Start of Recorded data
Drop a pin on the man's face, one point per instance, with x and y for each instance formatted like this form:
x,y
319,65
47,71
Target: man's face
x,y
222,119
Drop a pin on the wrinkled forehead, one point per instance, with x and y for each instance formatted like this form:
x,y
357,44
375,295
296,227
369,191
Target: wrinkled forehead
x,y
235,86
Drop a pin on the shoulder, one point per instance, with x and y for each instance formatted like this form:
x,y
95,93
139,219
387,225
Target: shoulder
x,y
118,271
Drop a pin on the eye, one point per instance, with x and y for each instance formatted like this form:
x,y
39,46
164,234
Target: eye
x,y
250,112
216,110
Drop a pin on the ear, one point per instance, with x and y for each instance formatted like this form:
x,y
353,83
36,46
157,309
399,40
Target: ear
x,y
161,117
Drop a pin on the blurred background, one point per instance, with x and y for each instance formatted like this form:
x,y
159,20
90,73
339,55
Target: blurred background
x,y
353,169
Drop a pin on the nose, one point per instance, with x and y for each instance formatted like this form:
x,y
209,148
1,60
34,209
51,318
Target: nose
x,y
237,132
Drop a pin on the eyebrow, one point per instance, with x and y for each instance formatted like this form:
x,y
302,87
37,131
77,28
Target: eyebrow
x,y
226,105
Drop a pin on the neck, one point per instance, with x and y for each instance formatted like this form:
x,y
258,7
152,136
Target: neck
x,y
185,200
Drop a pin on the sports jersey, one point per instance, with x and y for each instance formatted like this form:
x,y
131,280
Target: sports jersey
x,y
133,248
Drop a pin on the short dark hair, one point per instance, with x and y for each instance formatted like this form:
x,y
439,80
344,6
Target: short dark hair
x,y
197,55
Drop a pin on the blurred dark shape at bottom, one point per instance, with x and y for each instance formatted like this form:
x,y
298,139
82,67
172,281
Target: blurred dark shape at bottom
End of Recorded data
Turn the stretch from the line containing "Drop a pin on the ear, one" through the end of the records into a numbered list, one line per item, with blank lines left out.

* [Solved problem]
1. Drop a pin on the ear, one point per instance, with x and y for each instance formatted like this form:
2. x,y
3. 353,83
4. 36,46
5. 157,309
6. 399,40
7. Target: ear
8. x,y
9. 161,117
10. Drop a pin on the blurred background, one point per instance, with x and y for each instance formatted like this form:
11. x,y
12. 159,20
13. 90,73
14. 339,55
15. Target: blurred background
16. x,y
17. 353,169
18. Drop a pin on the nose, one point per instance, with x and y for each instance formatted like this form:
19. x,y
20. 209,148
21. 1,60
22. 34,209
23. 51,318
24. Target: nose
25. x,y
26. 237,132
27. Drop a pin on the eyebrow, one point per instance, with x and y for each instance formatted like this form:
28. x,y
29. 302,87
30. 37,131
31. 77,28
32. Target: eyebrow
33. x,y
34. 226,105
35. Drop a pin on the neck, one point per instance, with x and y for each instance formatted like this form:
36. x,y
37. 258,7
38. 152,136
39. Target: neck
40. x,y
41. 185,200
42. Drop a pin on the sports jersey, one point per instance, with x and y for each instance formatted like this form:
43. x,y
44. 131,280
45. Target: sports jersey
46. x,y
47. 133,248
48. Drop a pin on the short dark hair, one point per instance, with x and y for each instance formatted like this form:
49. x,y
50. 439,80
51. 344,6
52. Target: short dark hair
53. x,y
54. 197,55
55. Drop a pin on the blurred dark shape at bottom, one point per instance, with x and y for each instance formatted like this form:
56. x,y
57. 298,139
58. 82,67
59. 172,281
60. Target: blurred dark shape at bottom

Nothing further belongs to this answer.